(Dataset entries)
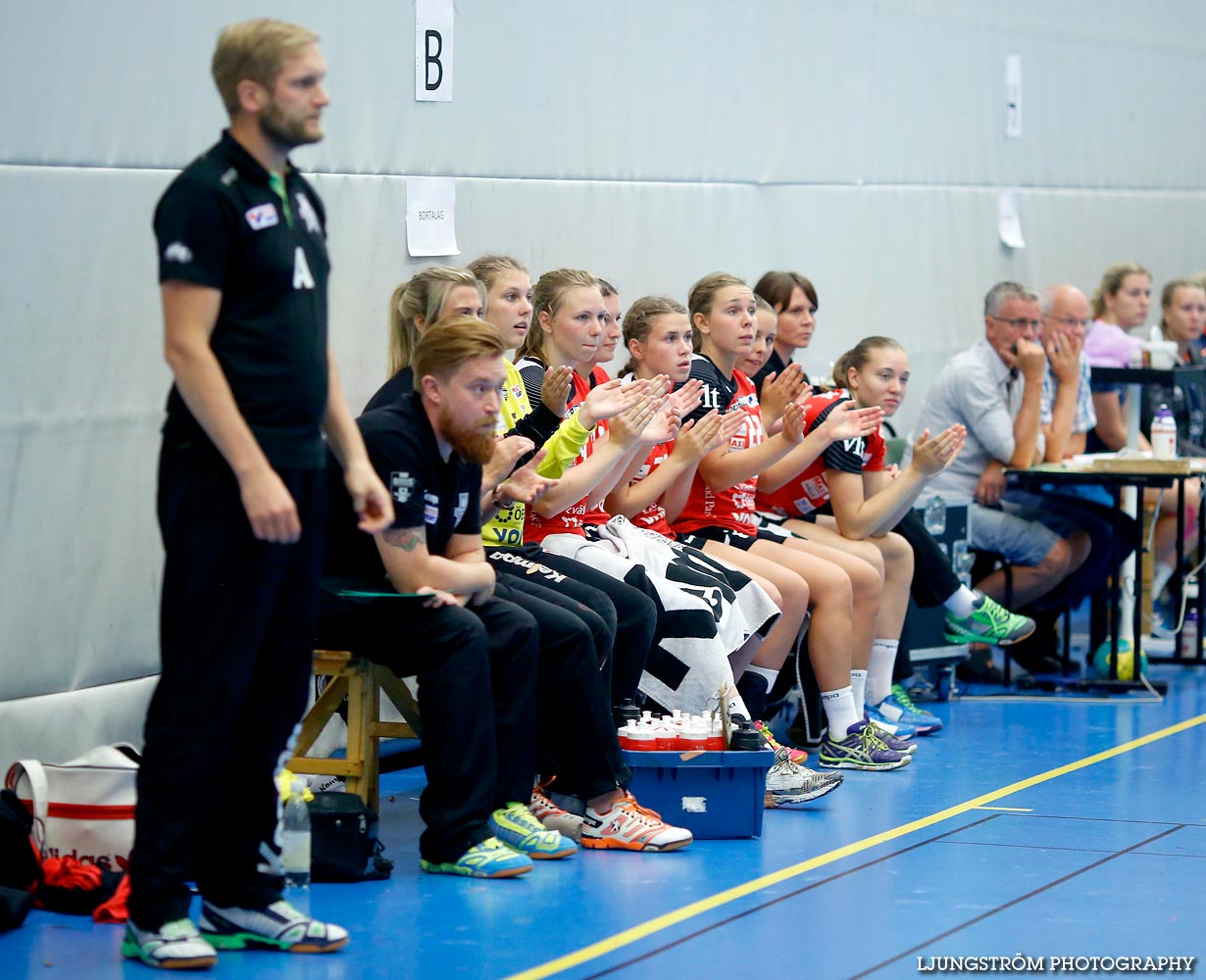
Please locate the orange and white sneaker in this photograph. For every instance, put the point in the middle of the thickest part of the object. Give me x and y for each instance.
(552, 816)
(798, 756)
(628, 826)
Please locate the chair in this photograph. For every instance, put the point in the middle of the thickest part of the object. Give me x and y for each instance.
(362, 682)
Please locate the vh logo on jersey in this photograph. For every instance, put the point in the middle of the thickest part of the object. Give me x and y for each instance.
(856, 446)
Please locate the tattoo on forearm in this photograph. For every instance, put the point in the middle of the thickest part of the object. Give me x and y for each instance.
(408, 539)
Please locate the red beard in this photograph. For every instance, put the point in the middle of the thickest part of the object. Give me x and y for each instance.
(475, 445)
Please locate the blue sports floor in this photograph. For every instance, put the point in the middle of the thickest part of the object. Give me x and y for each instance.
(1033, 826)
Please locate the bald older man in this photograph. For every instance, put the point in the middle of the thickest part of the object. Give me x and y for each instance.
(1066, 416)
(1066, 412)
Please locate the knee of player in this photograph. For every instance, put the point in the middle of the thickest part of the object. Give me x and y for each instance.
(793, 591)
(1058, 560)
(897, 555)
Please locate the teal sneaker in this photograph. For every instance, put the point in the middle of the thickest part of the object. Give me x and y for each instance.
(989, 623)
(277, 927)
(515, 827)
(898, 707)
(486, 859)
(175, 945)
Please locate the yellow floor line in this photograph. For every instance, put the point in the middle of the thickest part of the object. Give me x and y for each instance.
(634, 933)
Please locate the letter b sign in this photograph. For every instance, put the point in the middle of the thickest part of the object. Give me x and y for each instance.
(433, 51)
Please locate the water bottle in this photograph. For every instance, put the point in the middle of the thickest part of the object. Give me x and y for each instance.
(1164, 434)
(295, 838)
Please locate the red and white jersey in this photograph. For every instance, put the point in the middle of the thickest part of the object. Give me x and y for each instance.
(654, 516)
(808, 491)
(732, 508)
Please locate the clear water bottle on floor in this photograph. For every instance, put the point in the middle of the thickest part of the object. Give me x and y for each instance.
(295, 838)
(1164, 434)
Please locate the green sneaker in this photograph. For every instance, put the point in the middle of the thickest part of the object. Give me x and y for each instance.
(486, 859)
(515, 827)
(175, 945)
(277, 927)
(989, 623)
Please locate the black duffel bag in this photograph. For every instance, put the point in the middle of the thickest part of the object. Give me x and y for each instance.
(344, 843)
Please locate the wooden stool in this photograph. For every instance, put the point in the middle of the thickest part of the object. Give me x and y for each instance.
(362, 682)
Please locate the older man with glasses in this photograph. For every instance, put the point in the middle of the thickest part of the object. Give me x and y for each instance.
(995, 389)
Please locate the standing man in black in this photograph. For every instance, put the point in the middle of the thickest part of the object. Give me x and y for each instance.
(242, 267)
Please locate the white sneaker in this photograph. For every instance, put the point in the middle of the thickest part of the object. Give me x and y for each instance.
(628, 826)
(789, 782)
(174, 945)
(277, 927)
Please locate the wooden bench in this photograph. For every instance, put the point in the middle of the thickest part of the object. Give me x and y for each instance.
(362, 682)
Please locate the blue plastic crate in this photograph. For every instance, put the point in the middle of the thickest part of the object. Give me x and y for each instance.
(714, 795)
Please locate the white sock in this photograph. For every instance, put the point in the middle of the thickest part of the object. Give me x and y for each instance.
(1160, 576)
(963, 602)
(839, 711)
(859, 687)
(879, 670)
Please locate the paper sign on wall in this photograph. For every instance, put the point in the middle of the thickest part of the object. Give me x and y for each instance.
(1013, 95)
(1010, 220)
(433, 51)
(430, 216)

**Exercise details**
Arrange every line of the listing above as a numbered list, leaving out blank lines and all pictures.

**Written solution**
1. Please locate the orange and white sneaker in this photograph. For every instance, put the point in the middle of the thickest part of the object. Give me x and y for each instance.
2. (552, 816)
3. (798, 756)
4. (628, 826)
5. Please locate the chair in this photograph. For every instance, put the point in the middle of the thickest part of the object. Give me x and y for each instance.
6. (362, 682)
7. Please locate the vh logo on jersey in this photograph. For every instance, put the point in the middle of the thickest part of the object. Give me x and y for each instance.
8. (856, 446)
9. Please locate the tattoo on forearm in this photograph. For every instance, put the point in the middle of the thickest part of the object. Give me x and y for each instance.
10. (408, 539)
11. Please locate the red beard in this photograph. For every instance, put the point in the middle of the thickest part of the object. Give me x and y for each instance.
12. (475, 445)
13. Please locate the blue sports floor in this photograph. For every instance, put the point in the middle of the thickest part of the object. Give me x and y for each instance.
14. (1033, 826)
15. Please locate the bald older man in this photograph. For every instance, put the point in the middle of the thickest part of the object. Give me x and y for each instance.
16. (1066, 416)
17. (1066, 412)
18. Please locate the knee of player in this photograph. For every instance, put the point in the middle of the thickest part of the object. Give me x and y for each instance.
19. (793, 591)
20. (1058, 560)
21. (897, 555)
22. Please locate the teal sneaker in this photograph. For every instance, put the point in the middle of the thickest part of the object. Give me x and y for each instance.
23. (989, 623)
24. (277, 927)
25. (515, 827)
26. (898, 707)
27. (486, 859)
28. (175, 945)
29. Please locate the yellow floor line in this photograph. For every instance, put the point in the middle of the thickest part of the object. Give me x and y for each instance.
30. (634, 933)
31. Please locate the letter b sign in this photograph. For every instance, put the point in the middle of the thickest part of the object. Give me x and y for each instance.
32. (433, 51)
33. Please locate the water bottle in this photograph. For every instance, put the point in the middle of the thickest part of the object. Give me x and y for each instance.
34. (1164, 434)
35. (295, 838)
36. Please locate the red and white jersey in this photograph. For every instance, put the point in the middle of the thickest part of the object. Give me x and y for each instance.
37. (654, 516)
38. (808, 491)
39. (732, 508)
40. Please locate the clear water bottle on floor in this photograph. For every instance, put the point in the middle of the thickest part of the object. Give me x and y for each instance.
41. (295, 838)
42. (1164, 434)
43. Please locate the green sneaker in this photograph. For every instance, put the point in the middle of the thickest part of the object. Give me x and y for each instance.
44. (486, 859)
45. (515, 827)
46. (175, 945)
47. (277, 927)
48. (989, 623)
49. Please locate the black duffel bag in this photograph. For every instance, put the point in the middle of the thickest part of the object. Give me x and y for each instance.
50. (344, 843)
51. Please locate the wooden stool in this photograph. For every instance, put the point in the middle of the thickest part of the object. Give me x and y for each instance.
52. (362, 682)
53. Please locate the older man with glasses in this photograph. For every instance, put the point in the middle of the thickest part of the object. Give me x and y for each instance.
54. (995, 389)
55. Please locate the standing man in black in this photograph. For every instance, put the point in the middle of the thickest part of the object. Give me x and y for each instance.
56. (242, 267)
57. Please locate the white sneaker in this photograph. For every instance, put the point in the middle of the thickest part of the object. Give me x and y for each instance.
58. (628, 826)
59. (789, 782)
60. (174, 945)
61. (277, 927)
62. Please locate the wooden bench in this photograph. For every instance, put the point in the middle of the thickest part of the object. Give me x and y for each instance.
63. (362, 682)
64. Please locate the blue plastic crate in this photograph. For every instance, put the point in the middle of the thickest part of the object. Give me x and y for each instance.
65. (714, 795)
66. Please locate the white sock in this photograph. For every instance, put the point in the middle of the thickest part of the object. Give me x and y for each instance.
67. (1160, 576)
68. (963, 602)
69. (839, 711)
70. (859, 687)
71. (879, 670)
72. Please locate the paper sign on wall in this photograph. For every instance, put the point in the middle of the thickest part of the object. Give me x and y for each instance.
73. (1013, 95)
74. (1010, 220)
75. (433, 51)
76. (430, 216)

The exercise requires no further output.